Texto fornecido -
□ □ □ □ □ □ □

A ex-secretária de Estado Madeleine Albright diz que os países estão aprofundando o fosso entre ricos e pobres e precisam repudiar a violência política

Por Duda Teixeira, da Revista Veja

Aos 81 anos, Madeleine Albright segue dando aulas de diplomacia na Universidade Georgetown, em Wa¬sh¬ington. Em paralelo, mantém uma consultoria de estratégia empresarial, a Albright Stonebridge Group, com clientes em mais de 110 países. Entre 1997 e 2001, ela exerceu a função de secretária de Estado no governo de Bill Clinton e ganhou a alcunha de Ma-dam Secretary. Foi a primeira mulher a ocupar o cargo. Seu novo livro, Fascismo, um Alerta (Crítica), acaba de ser lançado no Brasil. Por telefone, Madeleine conversou com VEJA.

Por que escrever um livro sobre fascismo?
Nasci na Checoslováquia, a atual República Checa, e tive de deixar meu país duas vezes. Na primeira, em 1939, foi por causa do fascismo. Na segunda, em 1948, fugi do comunismo. Devido a essas experiências, sempre tive interesse em saber como as instituições nacionais reagiram diante dessas ameaças e quais eram as causas desses fenômenos. Além disso, fico incomodada olhando a situação atual em vários países.

O que a incomoda?
As divisões sociais entre ricos e pobres têm aumentado e a tecnologia tem feito com que muitos percam o emprego. Vários líderes têm tentado emendar essas fissuras sociais, mas acabaram fazendo com que elas se aprofundassem ainda mais. Não buscaram encontrar um denominador comum, unir as pessoas. O que procurei fazer foi recuperar a história e detectar as tendências, para evitar que as sociedades repitam os erros do passado. Senti que era preciso fazer um alerta. Alguns criticam meu livro dizendo que é uma obra alarmista. Mas era exatamente essa a intenção.

Como a senhora define o fascismo?
É um método para ganhar e para manter o poder. Não é uma ideologia. No fascismo, um governante se identifica como o representante de uma etnia, de uma nacionalidade ou de uma tribo. Então, em detrimento de outro grupo, cria uma regra para a maioria e não dá nenhum direito às minorias. Em vez de encontrar pontos em comum entre os diferentes grupos, o fascista aprofunda as divisões. Além disso, ele usa a violência para subir ao poder e aferrar-se a ele.

Em seu livro, o ditador coreano Kim Jong-un é considerado “um verdadeiro fascista”. Como ele tem se aproximado da Coreia do Sul e dos Estados Unidos, a senhora diria que ele está deixando de ser fascista?
Os fascistas geralmente acabam sendo enforcados ou cometendo suicídio. Mas acredito que estamos vivendo uma era diferente e que vale a pena tentar a diplomacia e as sanções econômicas. Temos de fazer todo o possível para que não haja um confronto nuclear entre a Coreia do Norte e qualquer outro país. Além do mais, a diplomacia serve para que a gente possa falar com monstros. Kim tem utilizado uma violência ina¬creditável contra seu povo. Mantém pessoas em campos de concentração e acha que seus cidadãos só lhe devem obediência. Ele tem prometido parar com isso ou aquilo. Falou em fechar instalações do programa nuclear. Não acho que alguém confie nele, mas é preciso manter um canal de comunicação. É esse o trabalho de quem faz relações exteriores. Um diplomata deve conversar mais com quem discorda dele do que com quem concorda com ele.

□ □ □ □ □ □ □

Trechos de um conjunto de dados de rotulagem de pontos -
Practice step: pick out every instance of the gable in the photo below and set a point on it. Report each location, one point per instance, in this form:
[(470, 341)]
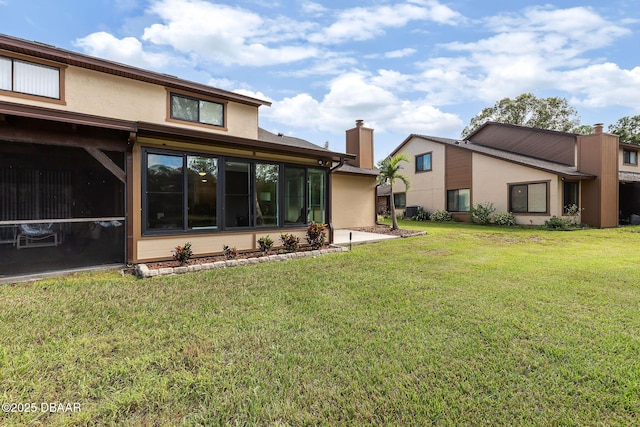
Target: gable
[(558, 147)]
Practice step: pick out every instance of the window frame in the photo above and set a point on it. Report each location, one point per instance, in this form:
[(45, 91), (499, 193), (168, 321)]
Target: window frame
[(626, 157), (528, 183), (183, 94), (457, 190), (430, 155), (61, 68), (398, 205), (221, 194)]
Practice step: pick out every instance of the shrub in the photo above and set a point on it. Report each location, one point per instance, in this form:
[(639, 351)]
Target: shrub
[(265, 243), (421, 215), (316, 235), (481, 213), (290, 242), (555, 223), (182, 254), (504, 218), (229, 253), (440, 216)]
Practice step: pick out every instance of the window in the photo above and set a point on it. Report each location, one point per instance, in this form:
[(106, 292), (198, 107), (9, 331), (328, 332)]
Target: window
[(187, 192), (317, 196), (571, 191), (528, 198), (400, 200), (196, 110), (29, 78), (267, 180), (630, 157), (459, 200), (423, 162), (166, 186)]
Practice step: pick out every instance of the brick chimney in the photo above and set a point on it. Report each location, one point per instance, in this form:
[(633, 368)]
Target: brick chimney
[(598, 155), (360, 143)]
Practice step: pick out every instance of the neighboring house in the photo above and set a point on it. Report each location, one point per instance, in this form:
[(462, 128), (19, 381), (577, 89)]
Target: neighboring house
[(102, 163), (533, 173)]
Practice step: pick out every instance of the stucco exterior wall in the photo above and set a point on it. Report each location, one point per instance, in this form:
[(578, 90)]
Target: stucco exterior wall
[(353, 202), (427, 188), (100, 94), (491, 179), (159, 248), (626, 167)]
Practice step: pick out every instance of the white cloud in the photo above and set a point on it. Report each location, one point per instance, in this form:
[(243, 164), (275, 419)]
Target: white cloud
[(225, 34), (354, 96), (128, 50), (400, 53), (362, 23)]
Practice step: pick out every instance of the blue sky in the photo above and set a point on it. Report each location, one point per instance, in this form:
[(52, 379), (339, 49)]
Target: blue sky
[(416, 66)]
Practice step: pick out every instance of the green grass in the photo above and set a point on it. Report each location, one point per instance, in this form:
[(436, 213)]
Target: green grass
[(468, 325)]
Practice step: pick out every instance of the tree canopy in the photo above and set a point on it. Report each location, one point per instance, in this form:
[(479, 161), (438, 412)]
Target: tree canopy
[(389, 172), (527, 110), (628, 129)]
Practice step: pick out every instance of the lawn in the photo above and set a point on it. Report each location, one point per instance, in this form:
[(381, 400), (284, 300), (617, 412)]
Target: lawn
[(468, 325)]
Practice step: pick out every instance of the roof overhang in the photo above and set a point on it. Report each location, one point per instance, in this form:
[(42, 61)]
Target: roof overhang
[(51, 53)]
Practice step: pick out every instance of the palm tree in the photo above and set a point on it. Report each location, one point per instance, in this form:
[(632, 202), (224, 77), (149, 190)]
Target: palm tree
[(390, 171)]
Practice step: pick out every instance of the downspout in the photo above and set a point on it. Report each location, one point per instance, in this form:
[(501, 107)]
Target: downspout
[(331, 170)]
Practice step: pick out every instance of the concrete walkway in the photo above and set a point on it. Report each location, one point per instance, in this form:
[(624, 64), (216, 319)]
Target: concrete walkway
[(341, 237)]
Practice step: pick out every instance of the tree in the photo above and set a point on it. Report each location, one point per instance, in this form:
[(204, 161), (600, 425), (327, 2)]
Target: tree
[(628, 129), (527, 110), (389, 172)]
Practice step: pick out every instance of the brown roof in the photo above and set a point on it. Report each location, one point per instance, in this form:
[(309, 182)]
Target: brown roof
[(347, 168), (544, 165), (52, 53)]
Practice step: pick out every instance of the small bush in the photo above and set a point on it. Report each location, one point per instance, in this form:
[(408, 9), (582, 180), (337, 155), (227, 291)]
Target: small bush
[(316, 235), (504, 219), (182, 254), (481, 213), (265, 243), (421, 215), (440, 216), (229, 253), (290, 242)]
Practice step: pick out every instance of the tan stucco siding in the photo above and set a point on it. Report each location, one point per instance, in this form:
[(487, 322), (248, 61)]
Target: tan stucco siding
[(157, 248), (353, 202), (491, 180), (427, 188), (105, 95)]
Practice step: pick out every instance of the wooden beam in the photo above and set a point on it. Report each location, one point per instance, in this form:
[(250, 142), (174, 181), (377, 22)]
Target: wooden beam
[(107, 163)]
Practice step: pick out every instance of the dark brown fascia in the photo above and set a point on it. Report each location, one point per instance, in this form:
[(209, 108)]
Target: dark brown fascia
[(171, 133), (10, 108), (51, 53)]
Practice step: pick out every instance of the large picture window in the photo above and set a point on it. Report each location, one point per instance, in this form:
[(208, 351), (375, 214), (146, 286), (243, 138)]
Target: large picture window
[(196, 110), (186, 192), (528, 198), (571, 195), (423, 162), (29, 78), (459, 200)]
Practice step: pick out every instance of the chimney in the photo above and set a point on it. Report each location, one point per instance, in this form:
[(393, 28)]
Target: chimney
[(360, 143)]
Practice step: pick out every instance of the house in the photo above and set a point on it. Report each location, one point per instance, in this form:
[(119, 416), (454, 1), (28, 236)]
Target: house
[(103, 163), (533, 173)]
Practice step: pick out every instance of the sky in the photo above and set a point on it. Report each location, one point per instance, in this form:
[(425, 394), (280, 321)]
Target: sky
[(404, 67)]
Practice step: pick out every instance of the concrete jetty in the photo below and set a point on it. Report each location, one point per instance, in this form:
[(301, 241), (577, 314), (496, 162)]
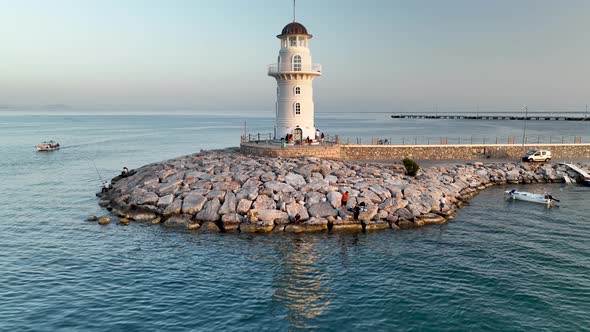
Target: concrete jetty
[(540, 117), (225, 190)]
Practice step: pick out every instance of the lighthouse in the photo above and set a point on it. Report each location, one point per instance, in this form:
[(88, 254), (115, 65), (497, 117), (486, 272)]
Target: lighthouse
[(294, 72)]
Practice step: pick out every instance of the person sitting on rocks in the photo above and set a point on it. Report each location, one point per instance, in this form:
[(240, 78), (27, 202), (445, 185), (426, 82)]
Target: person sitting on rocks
[(252, 216), (363, 206), (356, 211), (344, 199), (105, 186), (296, 218), (442, 202)]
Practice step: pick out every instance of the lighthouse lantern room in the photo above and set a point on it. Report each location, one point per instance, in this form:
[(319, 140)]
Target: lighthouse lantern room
[(294, 73)]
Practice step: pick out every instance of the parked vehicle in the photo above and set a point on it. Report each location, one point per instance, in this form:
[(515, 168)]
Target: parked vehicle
[(537, 155)]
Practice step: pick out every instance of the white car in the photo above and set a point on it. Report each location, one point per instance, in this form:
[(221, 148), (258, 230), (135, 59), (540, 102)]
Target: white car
[(537, 155)]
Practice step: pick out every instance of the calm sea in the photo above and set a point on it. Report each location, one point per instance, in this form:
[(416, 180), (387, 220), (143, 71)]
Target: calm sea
[(503, 266)]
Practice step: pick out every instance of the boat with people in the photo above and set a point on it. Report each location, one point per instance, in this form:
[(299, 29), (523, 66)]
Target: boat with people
[(47, 146), (546, 199)]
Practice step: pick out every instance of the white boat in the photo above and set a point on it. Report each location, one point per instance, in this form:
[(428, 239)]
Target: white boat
[(47, 146), (530, 197)]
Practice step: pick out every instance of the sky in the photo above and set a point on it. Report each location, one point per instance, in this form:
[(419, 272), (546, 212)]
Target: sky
[(376, 55)]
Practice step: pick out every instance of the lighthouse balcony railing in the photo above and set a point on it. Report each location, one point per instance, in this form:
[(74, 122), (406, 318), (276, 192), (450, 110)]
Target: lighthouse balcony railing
[(276, 68)]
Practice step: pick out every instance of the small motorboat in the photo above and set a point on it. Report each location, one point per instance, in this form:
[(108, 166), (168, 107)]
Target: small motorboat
[(47, 146), (530, 197)]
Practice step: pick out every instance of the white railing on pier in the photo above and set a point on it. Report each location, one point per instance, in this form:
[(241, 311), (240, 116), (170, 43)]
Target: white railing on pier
[(277, 68)]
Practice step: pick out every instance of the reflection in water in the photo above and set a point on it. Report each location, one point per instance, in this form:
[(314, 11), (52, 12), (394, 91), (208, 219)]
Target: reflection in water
[(300, 284)]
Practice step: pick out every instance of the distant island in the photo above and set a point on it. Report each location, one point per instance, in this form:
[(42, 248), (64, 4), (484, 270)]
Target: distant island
[(225, 190)]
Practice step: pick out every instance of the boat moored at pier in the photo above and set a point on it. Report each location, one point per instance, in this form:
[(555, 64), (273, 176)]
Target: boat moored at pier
[(47, 146)]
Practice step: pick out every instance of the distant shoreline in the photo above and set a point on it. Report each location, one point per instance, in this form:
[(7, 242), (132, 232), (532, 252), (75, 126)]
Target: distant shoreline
[(224, 190)]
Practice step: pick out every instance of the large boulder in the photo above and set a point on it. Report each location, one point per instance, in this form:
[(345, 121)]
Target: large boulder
[(294, 180), (271, 215), (243, 206), (257, 227), (347, 225), (174, 208), (311, 225), (322, 210), (264, 202), (369, 214), (376, 225), (279, 186), (231, 221), (334, 198), (209, 227), (148, 198), (181, 221), (295, 208), (432, 219), (404, 214), (193, 203), (164, 201), (210, 211), (229, 205)]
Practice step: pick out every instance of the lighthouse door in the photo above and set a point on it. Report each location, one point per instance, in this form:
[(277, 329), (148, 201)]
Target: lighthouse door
[(297, 134)]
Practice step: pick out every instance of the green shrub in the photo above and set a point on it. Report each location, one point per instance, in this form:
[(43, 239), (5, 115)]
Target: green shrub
[(411, 166)]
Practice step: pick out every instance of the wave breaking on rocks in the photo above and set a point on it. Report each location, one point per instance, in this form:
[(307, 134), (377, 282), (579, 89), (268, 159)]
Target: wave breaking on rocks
[(224, 190)]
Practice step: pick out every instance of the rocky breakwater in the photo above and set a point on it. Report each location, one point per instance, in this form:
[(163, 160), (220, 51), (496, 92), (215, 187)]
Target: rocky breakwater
[(225, 190)]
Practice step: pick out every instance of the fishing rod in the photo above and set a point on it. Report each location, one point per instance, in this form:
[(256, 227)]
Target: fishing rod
[(97, 172)]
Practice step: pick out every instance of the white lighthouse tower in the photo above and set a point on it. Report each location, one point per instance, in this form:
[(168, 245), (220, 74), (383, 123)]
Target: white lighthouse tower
[(294, 73)]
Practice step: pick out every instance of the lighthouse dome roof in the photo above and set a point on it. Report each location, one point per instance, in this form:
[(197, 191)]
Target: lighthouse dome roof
[(294, 28)]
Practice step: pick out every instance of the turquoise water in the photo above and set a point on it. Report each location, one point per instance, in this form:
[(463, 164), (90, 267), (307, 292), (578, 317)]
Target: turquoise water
[(499, 266)]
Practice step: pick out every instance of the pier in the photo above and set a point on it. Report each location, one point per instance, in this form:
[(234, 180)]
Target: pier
[(543, 116)]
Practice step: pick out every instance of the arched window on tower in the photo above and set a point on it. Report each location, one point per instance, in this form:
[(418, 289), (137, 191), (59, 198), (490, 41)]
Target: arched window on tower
[(297, 63)]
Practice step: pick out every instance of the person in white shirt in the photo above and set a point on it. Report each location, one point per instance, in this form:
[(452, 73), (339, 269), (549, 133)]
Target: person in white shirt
[(442, 202), (106, 185)]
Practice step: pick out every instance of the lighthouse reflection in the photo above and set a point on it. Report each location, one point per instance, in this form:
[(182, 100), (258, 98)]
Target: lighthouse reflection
[(300, 284)]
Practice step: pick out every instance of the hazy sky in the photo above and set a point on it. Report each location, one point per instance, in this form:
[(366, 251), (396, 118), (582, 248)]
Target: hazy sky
[(377, 55)]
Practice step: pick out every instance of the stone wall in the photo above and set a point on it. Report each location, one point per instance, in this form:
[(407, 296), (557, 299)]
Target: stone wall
[(325, 152), (461, 152), (419, 152)]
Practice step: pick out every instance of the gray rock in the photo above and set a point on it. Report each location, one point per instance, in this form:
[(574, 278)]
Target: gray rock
[(181, 221), (296, 208), (164, 201), (216, 194), (271, 215), (209, 227), (249, 193), (173, 208), (243, 206), (279, 186), (193, 203), (149, 198), (334, 198), (294, 180), (231, 221), (264, 202), (229, 205), (323, 209), (257, 227), (404, 213), (370, 213), (210, 211)]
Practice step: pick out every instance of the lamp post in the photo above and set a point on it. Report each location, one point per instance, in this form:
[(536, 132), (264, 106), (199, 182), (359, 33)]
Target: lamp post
[(526, 112)]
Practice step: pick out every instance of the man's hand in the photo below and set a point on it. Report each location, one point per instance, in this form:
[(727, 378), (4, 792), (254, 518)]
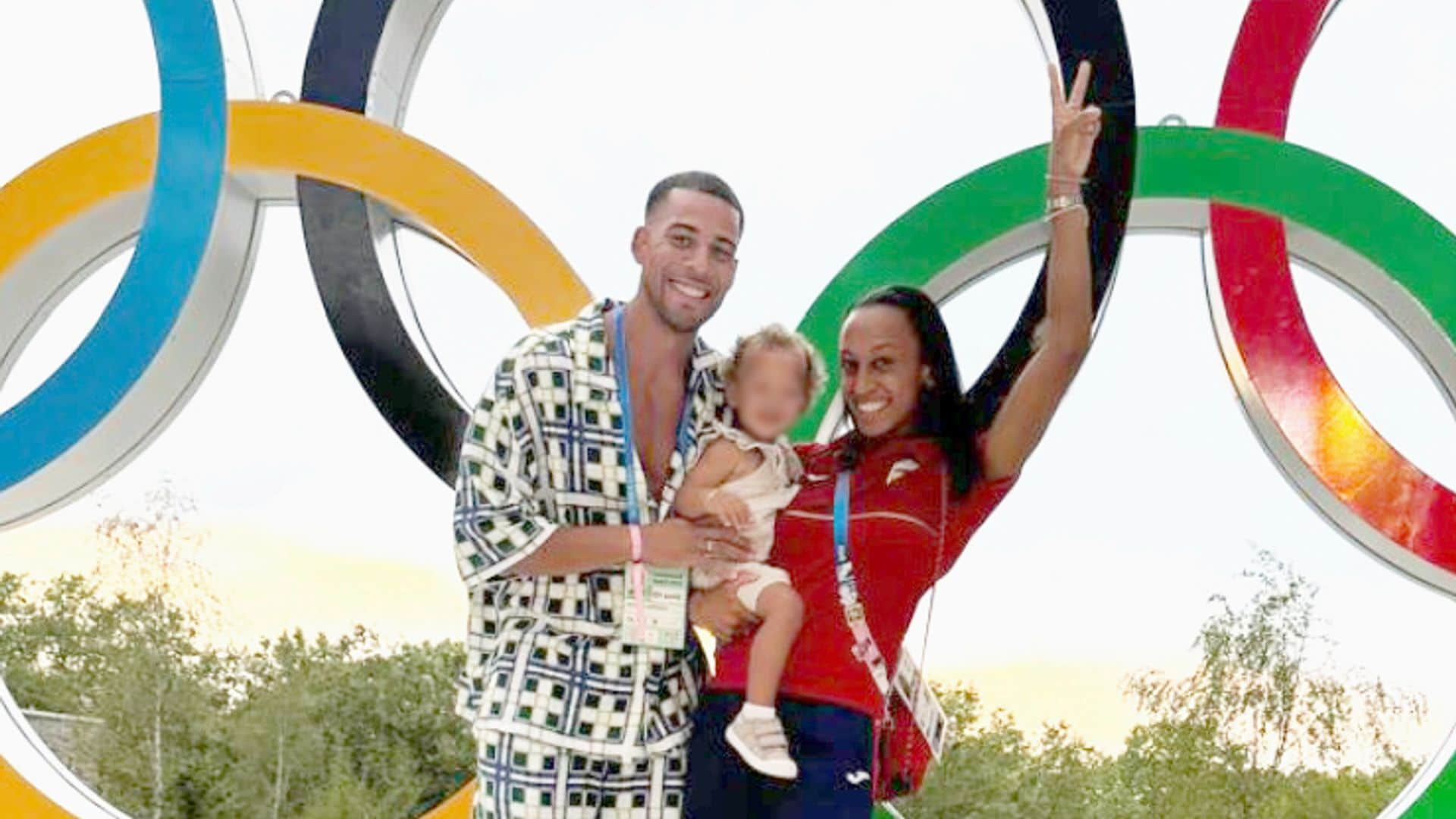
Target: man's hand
[(720, 611), (679, 542)]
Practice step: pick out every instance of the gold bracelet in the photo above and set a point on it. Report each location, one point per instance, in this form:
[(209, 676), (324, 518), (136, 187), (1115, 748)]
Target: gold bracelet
[(1063, 202), (1060, 178), (1053, 215)]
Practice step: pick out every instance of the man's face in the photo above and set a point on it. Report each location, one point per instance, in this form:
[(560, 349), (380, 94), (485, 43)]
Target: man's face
[(689, 254)]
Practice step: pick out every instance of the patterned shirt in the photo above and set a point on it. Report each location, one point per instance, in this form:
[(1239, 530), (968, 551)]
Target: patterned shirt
[(545, 449)]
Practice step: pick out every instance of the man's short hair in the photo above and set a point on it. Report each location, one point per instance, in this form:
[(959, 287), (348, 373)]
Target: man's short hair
[(699, 181)]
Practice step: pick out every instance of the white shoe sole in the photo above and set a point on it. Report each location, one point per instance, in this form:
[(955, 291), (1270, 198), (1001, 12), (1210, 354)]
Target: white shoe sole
[(785, 770)]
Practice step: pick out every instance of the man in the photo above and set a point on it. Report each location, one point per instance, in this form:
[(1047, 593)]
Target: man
[(573, 720)]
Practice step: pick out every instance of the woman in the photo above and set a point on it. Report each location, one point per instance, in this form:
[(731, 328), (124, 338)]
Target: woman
[(921, 480)]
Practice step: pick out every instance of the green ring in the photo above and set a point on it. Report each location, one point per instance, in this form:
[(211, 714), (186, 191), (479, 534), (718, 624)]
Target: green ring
[(1174, 162)]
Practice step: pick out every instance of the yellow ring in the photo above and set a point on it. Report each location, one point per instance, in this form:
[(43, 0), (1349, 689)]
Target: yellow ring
[(297, 140), (321, 143)]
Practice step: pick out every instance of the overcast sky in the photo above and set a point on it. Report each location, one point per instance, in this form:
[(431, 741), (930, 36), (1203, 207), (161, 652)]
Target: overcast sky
[(830, 120)]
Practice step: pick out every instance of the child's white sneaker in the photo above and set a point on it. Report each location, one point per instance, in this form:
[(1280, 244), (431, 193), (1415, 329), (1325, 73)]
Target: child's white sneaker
[(762, 745)]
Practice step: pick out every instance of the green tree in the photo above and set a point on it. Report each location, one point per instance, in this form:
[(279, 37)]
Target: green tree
[(1261, 706)]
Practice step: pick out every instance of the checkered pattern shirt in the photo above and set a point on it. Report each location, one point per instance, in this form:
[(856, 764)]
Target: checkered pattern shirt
[(545, 449)]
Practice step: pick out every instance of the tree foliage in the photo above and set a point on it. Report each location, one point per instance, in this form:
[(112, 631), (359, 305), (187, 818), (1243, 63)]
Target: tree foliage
[(1260, 729)]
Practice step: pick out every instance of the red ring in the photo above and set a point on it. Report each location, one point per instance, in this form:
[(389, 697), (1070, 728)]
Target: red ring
[(1334, 441)]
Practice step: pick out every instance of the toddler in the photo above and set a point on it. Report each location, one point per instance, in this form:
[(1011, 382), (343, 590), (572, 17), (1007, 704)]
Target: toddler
[(745, 477)]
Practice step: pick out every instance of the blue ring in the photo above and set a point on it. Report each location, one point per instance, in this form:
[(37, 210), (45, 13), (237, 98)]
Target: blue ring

□ □ □ □ □ □ □

Objetivo da tarefa -
Troque "denominador comum" por "ponto de convergência" e reescreva o trecho da entrevista de "As divisões sociais" a "essa a intenção.".

Solução da tarefa -
As divisões sociais entre ricos e pobres têm aumentado e a tecnologia tem feito com que muitos percam o emprego. Vários líderes têm tentado emendar essas fissuras sociais, mas acabaram fazendo com que elas se aprofundassem ainda mais. Não buscaram encontrar um ponto de convergência, unir as pessoas. O que procurei fazer foi recuperar a história e detectar as tendências, para evitar que as sociedades repitam os erros do passado. Senti que era preciso fazer um alerta. Alguns criticam meu livro dizendo que é uma obra alarmista. Mas era exatamente essa a intenção.